[Stored data]

▬▬▬

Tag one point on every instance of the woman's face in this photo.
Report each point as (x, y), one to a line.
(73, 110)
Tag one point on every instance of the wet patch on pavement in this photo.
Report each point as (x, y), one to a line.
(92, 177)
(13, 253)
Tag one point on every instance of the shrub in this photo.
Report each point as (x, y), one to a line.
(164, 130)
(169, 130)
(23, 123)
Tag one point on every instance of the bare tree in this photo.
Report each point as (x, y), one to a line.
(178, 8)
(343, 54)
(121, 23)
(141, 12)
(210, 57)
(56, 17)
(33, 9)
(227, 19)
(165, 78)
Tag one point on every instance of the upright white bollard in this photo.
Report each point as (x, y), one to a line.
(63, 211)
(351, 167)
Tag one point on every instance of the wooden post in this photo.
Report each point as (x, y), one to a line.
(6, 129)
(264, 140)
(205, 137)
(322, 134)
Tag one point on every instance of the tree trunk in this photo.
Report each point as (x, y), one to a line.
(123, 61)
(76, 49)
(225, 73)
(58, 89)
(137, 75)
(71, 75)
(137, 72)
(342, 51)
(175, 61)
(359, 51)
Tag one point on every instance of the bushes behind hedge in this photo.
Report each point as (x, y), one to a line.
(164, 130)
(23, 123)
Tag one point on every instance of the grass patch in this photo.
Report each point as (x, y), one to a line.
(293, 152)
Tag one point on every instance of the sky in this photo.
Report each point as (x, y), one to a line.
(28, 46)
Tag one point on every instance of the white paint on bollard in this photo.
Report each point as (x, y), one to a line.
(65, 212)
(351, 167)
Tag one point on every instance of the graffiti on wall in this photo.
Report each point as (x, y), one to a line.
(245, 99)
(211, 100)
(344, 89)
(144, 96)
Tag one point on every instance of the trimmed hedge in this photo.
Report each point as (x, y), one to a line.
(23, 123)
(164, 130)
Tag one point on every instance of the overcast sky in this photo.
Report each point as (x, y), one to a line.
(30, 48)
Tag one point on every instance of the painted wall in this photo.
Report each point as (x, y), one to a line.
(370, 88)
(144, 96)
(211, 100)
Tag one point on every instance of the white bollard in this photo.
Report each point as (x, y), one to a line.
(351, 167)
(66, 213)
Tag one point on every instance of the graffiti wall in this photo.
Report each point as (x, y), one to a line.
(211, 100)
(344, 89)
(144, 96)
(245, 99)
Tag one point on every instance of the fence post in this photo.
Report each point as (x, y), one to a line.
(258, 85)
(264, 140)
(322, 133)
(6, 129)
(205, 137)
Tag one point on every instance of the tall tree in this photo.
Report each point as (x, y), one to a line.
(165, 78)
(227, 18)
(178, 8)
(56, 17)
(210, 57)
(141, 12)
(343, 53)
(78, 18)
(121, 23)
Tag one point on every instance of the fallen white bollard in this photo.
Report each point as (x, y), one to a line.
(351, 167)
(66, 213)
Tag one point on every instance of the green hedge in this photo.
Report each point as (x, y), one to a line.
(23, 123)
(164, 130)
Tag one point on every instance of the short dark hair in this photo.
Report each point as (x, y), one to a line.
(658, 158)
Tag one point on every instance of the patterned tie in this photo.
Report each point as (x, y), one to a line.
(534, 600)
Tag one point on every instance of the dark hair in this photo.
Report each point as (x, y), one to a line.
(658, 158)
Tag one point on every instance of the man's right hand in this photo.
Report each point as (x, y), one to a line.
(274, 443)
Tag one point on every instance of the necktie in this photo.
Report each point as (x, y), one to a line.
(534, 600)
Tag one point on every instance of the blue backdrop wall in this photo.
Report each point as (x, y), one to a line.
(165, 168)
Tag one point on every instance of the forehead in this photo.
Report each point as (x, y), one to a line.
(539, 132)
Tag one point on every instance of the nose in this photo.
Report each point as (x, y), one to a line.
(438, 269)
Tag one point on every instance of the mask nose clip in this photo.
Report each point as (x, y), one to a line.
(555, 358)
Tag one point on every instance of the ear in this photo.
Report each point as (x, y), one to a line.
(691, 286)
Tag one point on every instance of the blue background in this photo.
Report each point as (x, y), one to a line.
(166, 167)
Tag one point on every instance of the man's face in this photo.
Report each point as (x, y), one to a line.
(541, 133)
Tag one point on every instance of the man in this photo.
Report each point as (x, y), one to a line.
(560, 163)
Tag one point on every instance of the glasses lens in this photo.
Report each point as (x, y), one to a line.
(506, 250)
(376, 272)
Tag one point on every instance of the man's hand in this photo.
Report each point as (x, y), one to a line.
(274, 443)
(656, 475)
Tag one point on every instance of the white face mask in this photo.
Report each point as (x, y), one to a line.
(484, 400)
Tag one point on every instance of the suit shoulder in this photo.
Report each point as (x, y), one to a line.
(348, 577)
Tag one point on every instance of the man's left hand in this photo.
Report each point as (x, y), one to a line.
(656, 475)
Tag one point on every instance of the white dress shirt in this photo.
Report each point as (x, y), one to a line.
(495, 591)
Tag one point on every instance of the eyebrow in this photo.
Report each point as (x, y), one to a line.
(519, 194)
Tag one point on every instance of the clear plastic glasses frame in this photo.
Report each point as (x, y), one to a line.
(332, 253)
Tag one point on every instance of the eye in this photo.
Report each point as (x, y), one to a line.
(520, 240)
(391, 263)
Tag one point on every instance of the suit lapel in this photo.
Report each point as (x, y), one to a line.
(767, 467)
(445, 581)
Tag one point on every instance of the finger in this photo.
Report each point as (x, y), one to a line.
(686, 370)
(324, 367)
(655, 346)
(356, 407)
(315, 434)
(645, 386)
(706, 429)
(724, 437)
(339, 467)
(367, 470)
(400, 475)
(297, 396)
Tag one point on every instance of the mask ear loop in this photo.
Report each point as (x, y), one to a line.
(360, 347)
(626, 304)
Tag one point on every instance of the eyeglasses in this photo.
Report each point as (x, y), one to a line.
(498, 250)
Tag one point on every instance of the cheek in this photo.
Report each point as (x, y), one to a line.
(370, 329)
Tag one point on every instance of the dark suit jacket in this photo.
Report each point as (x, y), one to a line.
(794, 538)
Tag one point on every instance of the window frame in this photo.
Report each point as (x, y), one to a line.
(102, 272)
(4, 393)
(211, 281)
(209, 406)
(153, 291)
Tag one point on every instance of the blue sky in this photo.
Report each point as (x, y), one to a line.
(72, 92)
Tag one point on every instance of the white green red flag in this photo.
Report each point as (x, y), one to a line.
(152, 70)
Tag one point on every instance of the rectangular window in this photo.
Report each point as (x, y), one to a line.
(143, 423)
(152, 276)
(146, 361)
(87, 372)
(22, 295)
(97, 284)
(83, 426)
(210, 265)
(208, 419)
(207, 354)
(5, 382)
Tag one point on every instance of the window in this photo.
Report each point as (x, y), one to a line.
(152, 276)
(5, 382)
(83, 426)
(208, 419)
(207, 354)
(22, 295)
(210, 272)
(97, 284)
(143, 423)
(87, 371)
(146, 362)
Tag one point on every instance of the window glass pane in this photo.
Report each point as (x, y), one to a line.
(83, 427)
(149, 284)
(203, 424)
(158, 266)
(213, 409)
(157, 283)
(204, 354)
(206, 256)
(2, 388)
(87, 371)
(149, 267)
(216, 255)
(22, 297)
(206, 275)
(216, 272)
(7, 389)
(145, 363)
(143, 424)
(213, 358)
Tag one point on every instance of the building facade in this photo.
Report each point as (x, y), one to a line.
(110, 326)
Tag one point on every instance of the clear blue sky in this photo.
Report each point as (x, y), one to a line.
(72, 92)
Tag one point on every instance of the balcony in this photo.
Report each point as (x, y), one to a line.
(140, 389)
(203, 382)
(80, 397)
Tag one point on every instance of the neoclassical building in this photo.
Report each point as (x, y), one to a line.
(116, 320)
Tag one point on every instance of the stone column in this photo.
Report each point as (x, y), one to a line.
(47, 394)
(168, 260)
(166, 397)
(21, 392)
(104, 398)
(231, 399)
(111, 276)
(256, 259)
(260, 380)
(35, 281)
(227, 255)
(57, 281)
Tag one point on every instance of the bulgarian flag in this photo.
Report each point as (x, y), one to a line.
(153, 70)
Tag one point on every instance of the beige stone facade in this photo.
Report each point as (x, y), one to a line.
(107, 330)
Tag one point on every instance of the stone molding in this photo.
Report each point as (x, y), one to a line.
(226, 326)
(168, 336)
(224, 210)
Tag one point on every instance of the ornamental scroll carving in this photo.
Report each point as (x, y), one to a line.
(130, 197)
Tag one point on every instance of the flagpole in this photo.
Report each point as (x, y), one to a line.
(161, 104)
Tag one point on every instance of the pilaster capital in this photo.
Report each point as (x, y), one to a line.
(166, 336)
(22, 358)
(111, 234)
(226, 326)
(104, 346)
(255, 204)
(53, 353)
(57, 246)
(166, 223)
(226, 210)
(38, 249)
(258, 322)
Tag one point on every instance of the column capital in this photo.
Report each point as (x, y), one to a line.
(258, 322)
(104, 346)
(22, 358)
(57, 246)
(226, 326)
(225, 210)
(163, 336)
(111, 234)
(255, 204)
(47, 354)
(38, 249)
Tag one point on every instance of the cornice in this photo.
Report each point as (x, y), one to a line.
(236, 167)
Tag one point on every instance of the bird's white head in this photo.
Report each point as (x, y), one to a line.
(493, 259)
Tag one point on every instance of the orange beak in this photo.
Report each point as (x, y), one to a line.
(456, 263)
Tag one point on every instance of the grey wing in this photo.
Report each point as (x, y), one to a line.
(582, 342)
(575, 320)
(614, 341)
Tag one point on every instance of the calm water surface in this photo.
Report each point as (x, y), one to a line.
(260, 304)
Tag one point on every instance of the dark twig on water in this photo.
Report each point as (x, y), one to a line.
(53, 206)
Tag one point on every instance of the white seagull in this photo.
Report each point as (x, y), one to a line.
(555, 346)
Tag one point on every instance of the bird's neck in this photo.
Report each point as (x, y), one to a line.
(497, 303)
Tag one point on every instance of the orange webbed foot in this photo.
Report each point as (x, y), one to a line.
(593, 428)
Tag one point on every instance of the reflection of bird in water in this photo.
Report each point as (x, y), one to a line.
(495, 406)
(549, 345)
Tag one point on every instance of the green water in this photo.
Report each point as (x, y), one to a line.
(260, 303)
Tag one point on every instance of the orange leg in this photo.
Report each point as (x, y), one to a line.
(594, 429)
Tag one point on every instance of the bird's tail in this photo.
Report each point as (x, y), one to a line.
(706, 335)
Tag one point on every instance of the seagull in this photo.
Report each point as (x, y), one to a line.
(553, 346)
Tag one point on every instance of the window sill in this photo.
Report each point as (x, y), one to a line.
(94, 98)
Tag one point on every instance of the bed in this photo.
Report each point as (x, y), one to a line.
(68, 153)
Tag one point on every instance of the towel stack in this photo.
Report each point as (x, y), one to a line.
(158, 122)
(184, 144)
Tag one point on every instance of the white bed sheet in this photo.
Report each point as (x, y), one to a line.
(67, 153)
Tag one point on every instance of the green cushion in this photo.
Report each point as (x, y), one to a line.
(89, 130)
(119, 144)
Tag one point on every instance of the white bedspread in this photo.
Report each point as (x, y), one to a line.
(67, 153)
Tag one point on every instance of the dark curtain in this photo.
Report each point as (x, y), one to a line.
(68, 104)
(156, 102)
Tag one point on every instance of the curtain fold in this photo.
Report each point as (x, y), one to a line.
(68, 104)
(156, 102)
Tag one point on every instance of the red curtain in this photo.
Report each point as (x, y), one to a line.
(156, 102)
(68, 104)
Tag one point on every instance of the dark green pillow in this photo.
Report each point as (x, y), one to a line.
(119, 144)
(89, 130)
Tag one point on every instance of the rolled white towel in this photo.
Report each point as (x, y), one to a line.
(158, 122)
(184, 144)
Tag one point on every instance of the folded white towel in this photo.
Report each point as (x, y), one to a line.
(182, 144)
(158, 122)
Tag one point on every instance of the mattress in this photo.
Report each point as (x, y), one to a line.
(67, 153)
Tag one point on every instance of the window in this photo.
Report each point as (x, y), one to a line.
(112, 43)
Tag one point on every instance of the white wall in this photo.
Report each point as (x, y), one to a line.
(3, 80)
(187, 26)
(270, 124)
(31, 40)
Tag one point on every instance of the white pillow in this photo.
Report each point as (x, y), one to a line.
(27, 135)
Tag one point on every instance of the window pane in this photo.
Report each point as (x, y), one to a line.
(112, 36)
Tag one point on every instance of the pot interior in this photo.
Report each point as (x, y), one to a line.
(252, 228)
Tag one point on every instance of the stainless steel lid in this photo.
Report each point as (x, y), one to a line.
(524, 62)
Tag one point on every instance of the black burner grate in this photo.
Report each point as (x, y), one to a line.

▬▬▬

REQUIREMENT: Copy out exactly the lines running from the line with "Tag one point on every instance of the white wall" to the end of the records, inclusive.

OUTPUT OF THE EXERCISE:
Tag one point on every instance of the white wall in this photo.
Report each point as (x, y), one to a line.
(3, 80)
(187, 26)
(270, 124)
(31, 40)
Tag one point on every instance of the white pillow in this photo.
Report each point as (x, y), one to a line.
(27, 135)
Tag one point on every instance of the window pane in this photo.
Report each point as (x, y), one to a line.
(112, 36)
Tag one point on every instance of the pot interior in this photo.
Report each point as (x, y), one to a line.
(252, 228)
Tag one point on every instance of the stainless steel lid in this photo.
Report each point as (x, y), one to a line.
(524, 62)
Tag one point on every instance of the black burner grate in this photo.
Report each point as (x, y), one to a line.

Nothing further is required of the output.